§ Task instructions: Beginning with the first line below, please restate each line exactly, down to and including the line containing "positive clicks: (129, 65)".

Records contained in a dataset:

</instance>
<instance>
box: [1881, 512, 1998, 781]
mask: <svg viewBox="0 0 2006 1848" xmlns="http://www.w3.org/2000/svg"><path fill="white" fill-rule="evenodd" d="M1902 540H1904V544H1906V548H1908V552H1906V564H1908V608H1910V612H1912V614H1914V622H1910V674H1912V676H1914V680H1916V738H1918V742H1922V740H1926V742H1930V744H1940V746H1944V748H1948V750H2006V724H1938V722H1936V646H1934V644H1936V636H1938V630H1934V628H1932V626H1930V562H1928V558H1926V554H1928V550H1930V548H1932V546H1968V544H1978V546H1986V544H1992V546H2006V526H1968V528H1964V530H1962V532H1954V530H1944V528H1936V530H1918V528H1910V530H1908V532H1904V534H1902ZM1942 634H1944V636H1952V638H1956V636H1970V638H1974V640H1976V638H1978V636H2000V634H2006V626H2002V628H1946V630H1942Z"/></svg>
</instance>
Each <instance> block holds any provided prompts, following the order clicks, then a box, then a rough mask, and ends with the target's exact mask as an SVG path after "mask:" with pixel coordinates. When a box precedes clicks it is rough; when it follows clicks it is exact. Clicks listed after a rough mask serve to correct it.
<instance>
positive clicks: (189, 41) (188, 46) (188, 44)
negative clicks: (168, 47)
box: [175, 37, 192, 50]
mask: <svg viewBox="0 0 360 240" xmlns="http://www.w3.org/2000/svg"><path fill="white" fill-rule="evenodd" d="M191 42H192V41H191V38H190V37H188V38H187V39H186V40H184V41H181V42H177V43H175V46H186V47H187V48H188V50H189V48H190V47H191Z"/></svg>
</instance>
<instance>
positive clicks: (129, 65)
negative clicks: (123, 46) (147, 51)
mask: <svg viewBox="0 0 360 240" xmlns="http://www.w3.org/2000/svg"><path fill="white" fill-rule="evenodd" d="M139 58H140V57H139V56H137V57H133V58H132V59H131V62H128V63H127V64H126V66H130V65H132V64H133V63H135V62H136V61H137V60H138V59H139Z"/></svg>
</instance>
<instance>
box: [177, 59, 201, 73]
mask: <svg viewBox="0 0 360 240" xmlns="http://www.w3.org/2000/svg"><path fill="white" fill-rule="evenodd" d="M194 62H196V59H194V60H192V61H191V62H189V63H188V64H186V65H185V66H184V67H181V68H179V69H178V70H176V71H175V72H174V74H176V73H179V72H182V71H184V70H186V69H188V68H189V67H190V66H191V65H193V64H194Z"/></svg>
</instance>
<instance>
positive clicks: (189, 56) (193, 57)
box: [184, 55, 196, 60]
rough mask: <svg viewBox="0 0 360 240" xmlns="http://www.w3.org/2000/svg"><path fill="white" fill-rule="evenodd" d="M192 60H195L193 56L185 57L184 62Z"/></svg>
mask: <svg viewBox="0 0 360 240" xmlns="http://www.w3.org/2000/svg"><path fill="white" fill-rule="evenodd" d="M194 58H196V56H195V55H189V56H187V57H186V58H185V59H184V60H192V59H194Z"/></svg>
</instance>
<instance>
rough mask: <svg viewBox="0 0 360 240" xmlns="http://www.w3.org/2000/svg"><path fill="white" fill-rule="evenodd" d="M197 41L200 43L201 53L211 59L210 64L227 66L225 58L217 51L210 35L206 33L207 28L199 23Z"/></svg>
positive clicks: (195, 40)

§ Task result:
</instance>
<instance>
box: [1881, 512, 1998, 781]
mask: <svg viewBox="0 0 2006 1848" xmlns="http://www.w3.org/2000/svg"><path fill="white" fill-rule="evenodd" d="M1902 540H1904V544H1906V548H1908V552H1906V564H1908V608H1910V612H1912V614H1914V622H1910V674H1912V676H1914V680H1916V738H1918V742H1922V740H1926V742H1930V744H1940V746H1944V748H1948V750H2006V724H1938V722H1936V646H1934V644H1936V636H1938V630H1934V628H1932V626H1930V562H1928V558H1926V554H1928V550H1930V548H1932V546H1968V544H1978V546H1986V544H1992V546H2006V526H1968V528H1964V530H1962V532H1954V530H1944V528H1936V530H1918V528H1910V530H1908V532H1904V534H1902ZM1942 634H1944V636H1952V638H1956V636H1970V638H1974V640H1976V638H1978V636H2000V634H2006V626H2002V628H1946V630H1942Z"/></svg>
</instance>
Each <instance> block holds any provided prompts, following the order clicks, then a box, then a rough mask, and ends with the target's exact mask as an SVG path after "mask:" with pixel coordinates. When a box precedes clicks it is rough; when it follows clicks it is exact. Clicks listed after a rough mask serve to correct it.
<instance>
positive clicks: (189, 41) (188, 46) (188, 44)
negative clicks: (168, 47)
box: [175, 37, 192, 50]
mask: <svg viewBox="0 0 360 240" xmlns="http://www.w3.org/2000/svg"><path fill="white" fill-rule="evenodd" d="M191 42H192V41H191V38H190V37H188V38H187V39H186V40H184V41H181V42H177V43H175V46H186V47H187V48H188V50H189V48H190V47H191Z"/></svg>
</instance>
<instance>
positive clicks: (129, 65)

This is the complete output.